» TRY IT: Below are records to be repeated exactly. Leave their pictures behind.

(Dataset entries)
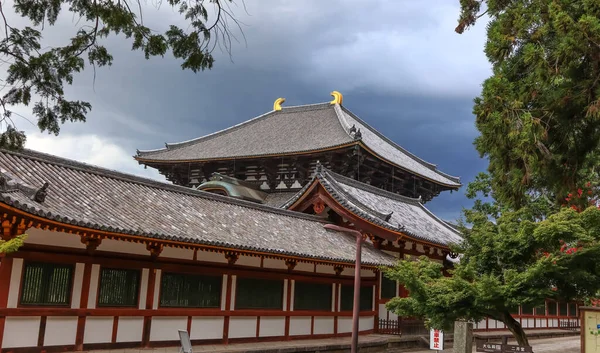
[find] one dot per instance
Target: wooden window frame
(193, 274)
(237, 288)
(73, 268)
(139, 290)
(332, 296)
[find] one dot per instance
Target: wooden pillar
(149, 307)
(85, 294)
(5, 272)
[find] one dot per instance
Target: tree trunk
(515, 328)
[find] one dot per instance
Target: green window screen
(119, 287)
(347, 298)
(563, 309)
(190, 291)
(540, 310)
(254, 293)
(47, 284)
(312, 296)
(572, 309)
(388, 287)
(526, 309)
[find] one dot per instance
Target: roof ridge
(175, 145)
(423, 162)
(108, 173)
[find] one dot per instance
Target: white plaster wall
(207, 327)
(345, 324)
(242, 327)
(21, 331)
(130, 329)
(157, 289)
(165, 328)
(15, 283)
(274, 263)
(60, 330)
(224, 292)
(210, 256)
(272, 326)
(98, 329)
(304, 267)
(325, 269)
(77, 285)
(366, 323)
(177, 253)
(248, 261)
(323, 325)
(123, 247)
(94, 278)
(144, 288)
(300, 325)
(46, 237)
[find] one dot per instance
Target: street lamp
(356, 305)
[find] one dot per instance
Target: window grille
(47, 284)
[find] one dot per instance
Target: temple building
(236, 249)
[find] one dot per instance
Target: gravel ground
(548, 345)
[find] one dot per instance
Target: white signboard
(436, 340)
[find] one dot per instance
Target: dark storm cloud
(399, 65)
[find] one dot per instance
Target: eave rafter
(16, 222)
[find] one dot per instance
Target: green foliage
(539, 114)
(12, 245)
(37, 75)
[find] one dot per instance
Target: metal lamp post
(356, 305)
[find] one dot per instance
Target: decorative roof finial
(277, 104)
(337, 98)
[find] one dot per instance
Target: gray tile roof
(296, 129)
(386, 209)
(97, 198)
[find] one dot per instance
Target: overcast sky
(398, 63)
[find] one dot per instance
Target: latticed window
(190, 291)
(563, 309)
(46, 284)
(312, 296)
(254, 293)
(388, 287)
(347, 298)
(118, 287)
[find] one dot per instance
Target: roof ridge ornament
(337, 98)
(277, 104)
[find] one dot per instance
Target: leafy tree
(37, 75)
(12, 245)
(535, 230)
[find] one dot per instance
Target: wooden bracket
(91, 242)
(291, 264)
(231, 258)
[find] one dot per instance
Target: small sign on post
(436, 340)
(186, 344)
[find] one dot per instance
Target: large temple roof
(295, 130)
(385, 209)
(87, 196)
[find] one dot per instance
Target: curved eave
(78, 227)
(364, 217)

» ANSWER TO THIS EXERCISE:
[find] one dot per instance
Target: wooden window frame
(193, 274)
(237, 288)
(73, 268)
(139, 290)
(332, 296)
[find] one dot per instance
Target: wooden pillar
(149, 307)
(85, 294)
(5, 272)
[find] one dot per instance
Target: tree trunk
(515, 328)
[find] one dot per instance
Target: green window screen
(119, 287)
(347, 298)
(563, 309)
(190, 291)
(540, 310)
(254, 293)
(47, 284)
(312, 296)
(572, 309)
(388, 287)
(526, 309)
[find] one dot per instance
Target: roof ridge
(175, 145)
(423, 162)
(108, 173)
[find] one dot per instance
Target: white plaster wall
(207, 327)
(345, 324)
(242, 327)
(21, 331)
(130, 329)
(157, 289)
(165, 328)
(15, 283)
(274, 263)
(60, 330)
(224, 292)
(210, 256)
(272, 326)
(98, 329)
(304, 267)
(325, 269)
(77, 285)
(366, 323)
(177, 253)
(248, 261)
(323, 325)
(123, 247)
(94, 278)
(144, 288)
(300, 325)
(46, 237)
[find] one dot per instance
Target: street lamp
(356, 305)
[find] one dot per instance
Target: window grille
(47, 284)
[find] one dot per instance
Target: temple building
(236, 249)
[find] one dot per instance
Target: gravel ground
(548, 345)
[find] one dot per instance
Target: white signboard
(436, 340)
[find] one dot per instance
Target: dark storm cloud
(399, 65)
[find] one dot per instance
Target: eave rafter
(16, 222)
[find] one dot per instance
Target: green foliage
(539, 114)
(12, 245)
(37, 75)
[find] one dot per instance
Target: metal lamp post
(356, 305)
[find] one dot per instance
Target: decorative roof finial
(277, 104)
(337, 98)
[find] one dot per instance
Target: gray tile roof
(296, 129)
(386, 209)
(97, 198)
[find] one dot per instance
Target: overcast sky
(398, 63)
[find] one dot per instance
Target: latticed window
(190, 291)
(563, 309)
(46, 284)
(312, 296)
(254, 293)
(388, 287)
(347, 298)
(118, 287)
[find] one dot per instance
Target: roof ridge ornament
(337, 98)
(277, 104)
[find] one dot per instance
Target: leafy tree
(37, 75)
(12, 245)
(535, 230)
[find] one dot per instance
Target: wooden bracket
(91, 242)
(291, 264)
(231, 258)
[find] one dot per instance
Target: small sign on post
(436, 340)
(186, 344)
[find] one dot per instance
Target: large temple roof
(295, 130)
(385, 209)
(87, 196)
[find] one dot per instance
Target: curved eave
(78, 227)
(364, 217)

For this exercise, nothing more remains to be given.